--- start of TASK INPUTS ---

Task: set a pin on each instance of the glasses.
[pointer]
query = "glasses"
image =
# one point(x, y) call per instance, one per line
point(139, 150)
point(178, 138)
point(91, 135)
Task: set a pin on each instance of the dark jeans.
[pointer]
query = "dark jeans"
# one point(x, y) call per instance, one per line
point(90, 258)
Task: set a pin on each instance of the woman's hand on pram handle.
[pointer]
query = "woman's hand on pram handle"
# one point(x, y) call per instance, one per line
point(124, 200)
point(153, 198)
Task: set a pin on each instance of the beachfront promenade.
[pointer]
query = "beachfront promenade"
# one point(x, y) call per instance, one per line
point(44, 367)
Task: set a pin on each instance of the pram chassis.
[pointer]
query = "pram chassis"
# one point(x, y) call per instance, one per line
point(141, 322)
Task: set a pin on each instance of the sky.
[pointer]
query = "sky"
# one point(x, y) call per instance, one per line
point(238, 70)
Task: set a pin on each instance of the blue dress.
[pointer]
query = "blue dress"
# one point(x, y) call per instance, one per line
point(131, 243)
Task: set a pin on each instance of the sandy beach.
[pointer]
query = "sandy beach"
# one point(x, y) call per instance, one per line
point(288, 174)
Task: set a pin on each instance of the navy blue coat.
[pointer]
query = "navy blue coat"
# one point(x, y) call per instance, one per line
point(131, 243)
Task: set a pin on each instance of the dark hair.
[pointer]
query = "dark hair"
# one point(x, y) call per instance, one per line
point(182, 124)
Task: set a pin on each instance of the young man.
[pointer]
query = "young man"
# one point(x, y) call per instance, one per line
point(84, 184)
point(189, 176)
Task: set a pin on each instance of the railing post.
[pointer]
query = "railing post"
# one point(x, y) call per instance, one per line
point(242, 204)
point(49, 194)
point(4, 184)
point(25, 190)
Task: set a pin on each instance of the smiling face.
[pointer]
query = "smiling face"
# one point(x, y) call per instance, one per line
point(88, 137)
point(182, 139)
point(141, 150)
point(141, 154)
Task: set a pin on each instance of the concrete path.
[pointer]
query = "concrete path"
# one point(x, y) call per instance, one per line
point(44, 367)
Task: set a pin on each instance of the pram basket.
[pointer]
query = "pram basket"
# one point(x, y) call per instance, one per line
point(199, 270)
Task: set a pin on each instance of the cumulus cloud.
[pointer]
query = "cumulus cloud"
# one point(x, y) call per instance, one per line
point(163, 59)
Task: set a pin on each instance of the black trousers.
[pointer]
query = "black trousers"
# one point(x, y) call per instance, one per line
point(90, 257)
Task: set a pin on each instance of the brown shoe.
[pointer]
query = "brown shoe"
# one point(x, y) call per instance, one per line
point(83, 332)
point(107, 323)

--- end of TASK INPUTS ---
--- start of TASK INPUTS ---

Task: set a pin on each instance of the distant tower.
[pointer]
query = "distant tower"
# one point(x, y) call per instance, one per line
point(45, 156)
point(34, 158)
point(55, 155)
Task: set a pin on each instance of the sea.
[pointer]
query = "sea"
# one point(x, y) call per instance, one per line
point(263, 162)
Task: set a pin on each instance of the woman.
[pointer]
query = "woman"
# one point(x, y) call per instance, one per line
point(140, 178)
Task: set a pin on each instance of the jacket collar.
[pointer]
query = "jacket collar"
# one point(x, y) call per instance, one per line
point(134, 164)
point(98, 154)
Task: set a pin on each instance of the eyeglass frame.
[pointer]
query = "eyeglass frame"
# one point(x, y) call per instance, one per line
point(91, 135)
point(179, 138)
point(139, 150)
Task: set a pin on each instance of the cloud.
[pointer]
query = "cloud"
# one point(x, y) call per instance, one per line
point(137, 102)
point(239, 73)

--- end of TASK INPUTS ---

Rewrite the data in the stretch from the line containing "Task: set a pin on each instance of the sandy" through the line containing "point(90, 257)", changing "pram" to "stroller" and leaving everything else as it is.

Task: set a pin on each instance of the sandy beach.
[pointer]
query = "sandy beach"
# one point(x, y) call per instance, one per line
point(288, 174)
Task: set a pin on each instance of the navy blue coat.
[pointer]
query = "navy blue coat"
# one point(x, y) call per instance, one per line
point(131, 243)
Task: set a pin on each instance of the dark hair.
[pointer]
query = "dark hair"
# one point(x, y) call per instance, one per line
point(182, 124)
Task: set a pin on each instance of the young man.
[pointer]
query = "young man"
# one point(x, y) call per instance, one per line
point(84, 184)
point(189, 176)
Task: set a pin on each instance of the railing post.
[pointer]
query = "railing post"
# one point(x, y) call per instance, one per line
point(242, 204)
point(49, 194)
point(4, 184)
point(25, 190)
Task: set a pin on each instance of the smiling face.
[pointer]
query = "smiling face"
# one point(x, y) call per instance, one per line
point(88, 137)
point(182, 139)
point(141, 150)
point(141, 154)
Task: set a pin on each instance of the concrete path.
[pointer]
query = "concrete path"
# one point(x, y) call per instance, one per line
point(44, 367)
Task: set a pin on each instance of the stroller basket.
[pointer]
query = "stroller basket"
# one point(x, y) call per instance, one per line
point(199, 270)
Task: set a pin on each instance of the cumulus cloud.
[pointer]
query = "cumulus cloud"
# one point(x, y) call per instance, one per line
point(163, 59)
Task: set a pin on each instance of the black trousers.
[pointer]
query = "black trousers"
# one point(x, y) call per instance, one per line
point(90, 257)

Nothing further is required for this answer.